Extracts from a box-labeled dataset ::
Start

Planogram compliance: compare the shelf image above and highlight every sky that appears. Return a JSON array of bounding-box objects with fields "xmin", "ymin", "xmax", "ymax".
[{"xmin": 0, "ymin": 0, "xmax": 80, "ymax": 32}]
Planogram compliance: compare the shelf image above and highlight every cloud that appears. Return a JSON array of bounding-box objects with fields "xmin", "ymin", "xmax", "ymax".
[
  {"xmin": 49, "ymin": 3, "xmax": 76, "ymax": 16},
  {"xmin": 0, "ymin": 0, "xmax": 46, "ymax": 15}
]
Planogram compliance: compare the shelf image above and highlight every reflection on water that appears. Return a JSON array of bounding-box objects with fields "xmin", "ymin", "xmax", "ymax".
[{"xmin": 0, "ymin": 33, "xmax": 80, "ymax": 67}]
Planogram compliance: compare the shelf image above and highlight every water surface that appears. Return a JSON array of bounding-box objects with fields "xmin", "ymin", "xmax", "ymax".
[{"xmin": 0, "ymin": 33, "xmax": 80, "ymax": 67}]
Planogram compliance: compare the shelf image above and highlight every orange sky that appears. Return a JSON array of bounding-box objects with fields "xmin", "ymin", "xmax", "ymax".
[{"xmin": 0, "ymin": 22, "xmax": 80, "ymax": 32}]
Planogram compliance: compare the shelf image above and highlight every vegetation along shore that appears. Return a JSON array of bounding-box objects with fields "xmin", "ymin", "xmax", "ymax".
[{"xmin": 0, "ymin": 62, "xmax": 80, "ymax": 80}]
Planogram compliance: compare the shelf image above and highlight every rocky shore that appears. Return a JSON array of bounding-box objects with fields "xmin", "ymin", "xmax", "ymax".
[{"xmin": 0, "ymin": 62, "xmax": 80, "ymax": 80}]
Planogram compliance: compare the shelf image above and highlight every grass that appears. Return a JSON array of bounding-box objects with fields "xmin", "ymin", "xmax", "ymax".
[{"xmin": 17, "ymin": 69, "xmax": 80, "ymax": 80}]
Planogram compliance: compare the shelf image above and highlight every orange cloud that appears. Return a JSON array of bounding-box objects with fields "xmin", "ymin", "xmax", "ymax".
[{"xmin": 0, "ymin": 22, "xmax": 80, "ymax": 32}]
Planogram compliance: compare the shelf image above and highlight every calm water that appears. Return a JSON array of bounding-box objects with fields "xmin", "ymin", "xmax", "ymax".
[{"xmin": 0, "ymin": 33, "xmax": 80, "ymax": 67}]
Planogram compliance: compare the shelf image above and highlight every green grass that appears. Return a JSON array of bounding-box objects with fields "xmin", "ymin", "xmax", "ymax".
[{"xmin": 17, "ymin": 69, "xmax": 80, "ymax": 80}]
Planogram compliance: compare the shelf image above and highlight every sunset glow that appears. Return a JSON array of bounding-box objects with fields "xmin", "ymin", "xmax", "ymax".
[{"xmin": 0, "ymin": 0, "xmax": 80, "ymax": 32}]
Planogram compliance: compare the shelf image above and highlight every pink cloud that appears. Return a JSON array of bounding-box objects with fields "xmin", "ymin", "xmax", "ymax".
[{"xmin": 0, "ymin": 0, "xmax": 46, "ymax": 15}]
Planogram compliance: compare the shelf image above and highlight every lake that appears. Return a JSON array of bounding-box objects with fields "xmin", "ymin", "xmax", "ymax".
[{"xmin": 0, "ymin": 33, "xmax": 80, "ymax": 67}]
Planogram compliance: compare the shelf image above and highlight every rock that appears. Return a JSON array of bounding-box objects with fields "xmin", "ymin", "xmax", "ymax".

End

Set exercise ::
Copy out all of the material above word for word, leaving every line unchanged.

Solution for this exercise ::
Planogram compliance: compare the shelf image above and highlight every sky that appears. Return a JSON array of bounding-box objects with fields "xmin", "ymin", "xmax", "ymax".
[{"xmin": 0, "ymin": 0, "xmax": 80, "ymax": 32}]
Planogram compliance: compare the shelf image above and highlight every cloud that appears. Return a JSON array of bounding-box objects with fields "xmin", "ymin", "xmax", "ymax".
[
  {"xmin": 49, "ymin": 3, "xmax": 76, "ymax": 16},
  {"xmin": 0, "ymin": 0, "xmax": 46, "ymax": 15}
]
Planogram compliance: compare the shelf image above and highlight every reflection on water that appears. Return a JSON array of bounding-box objects with fields "xmin", "ymin", "xmax", "ymax".
[{"xmin": 0, "ymin": 33, "xmax": 80, "ymax": 67}]
Planogram compliance: compare the shelf image above and highlight every water surface that appears. Return a JSON array of bounding-box objects with fields "xmin", "ymin", "xmax", "ymax".
[{"xmin": 0, "ymin": 33, "xmax": 80, "ymax": 67}]
Planogram compliance: compare the shelf image above and highlight every orange sky that appears. Return a JSON array of bounding-box objects with fields "xmin", "ymin", "xmax", "ymax".
[{"xmin": 0, "ymin": 22, "xmax": 80, "ymax": 32}]
Planogram compliance: compare the shelf image above and highlight every vegetation along shore that appears. Return a JSON array of bounding-box objects with fields "xmin", "ymin", "xmax", "ymax".
[{"xmin": 0, "ymin": 62, "xmax": 80, "ymax": 80}]
Planogram compliance: compare the shelf image above and highlight every rocky shore that appears. Return a JSON array of bounding-box objects with fields "xmin", "ymin", "xmax", "ymax".
[{"xmin": 0, "ymin": 62, "xmax": 80, "ymax": 80}]
Planogram compliance: compare the shelf image above and highlight every grass that appears. Return a JSON array of bounding-box objects with fields "xmin", "ymin", "xmax", "ymax".
[{"xmin": 17, "ymin": 69, "xmax": 80, "ymax": 80}]
Planogram compliance: compare the shelf image above and highlight every orange cloud that appears. Return a JSON array of bounding-box objects with fields "xmin", "ymin", "xmax", "ymax".
[{"xmin": 0, "ymin": 22, "xmax": 80, "ymax": 32}]
Planogram compliance: compare the shelf image above and highlight every calm water that appears. Return a JSON array of bounding-box objects with fields "xmin", "ymin", "xmax", "ymax".
[{"xmin": 0, "ymin": 33, "xmax": 80, "ymax": 67}]
Planogram compliance: compare the shelf image above and highlight every green grass that appears. Return a JSON array of bounding-box objects with fields "xmin", "ymin", "xmax", "ymax".
[{"xmin": 17, "ymin": 69, "xmax": 80, "ymax": 80}]
Planogram compliance: compare the shelf image above and highlight every sunset glow that appears. Return a JSON array of bounding-box objects with fields "xmin", "ymin", "xmax", "ymax".
[{"xmin": 0, "ymin": 0, "xmax": 80, "ymax": 32}]
Planogram compliance: compare the shelf image above and highlight every pink cloud that appears. Return a JSON array of bounding-box objects with fields "xmin", "ymin", "xmax", "ymax".
[{"xmin": 0, "ymin": 0, "xmax": 46, "ymax": 15}]
Planogram compliance: compare the shelf image above and highlight every lake that appears. Return a JSON array of bounding-box objects with fields "xmin", "ymin", "xmax", "ymax".
[{"xmin": 0, "ymin": 33, "xmax": 80, "ymax": 67}]
Planogram compliance: compare the shelf image above and highlight every rock that appears. Return a JSON array of bounding-box objects with fields "xmin", "ymin", "xmax", "ymax".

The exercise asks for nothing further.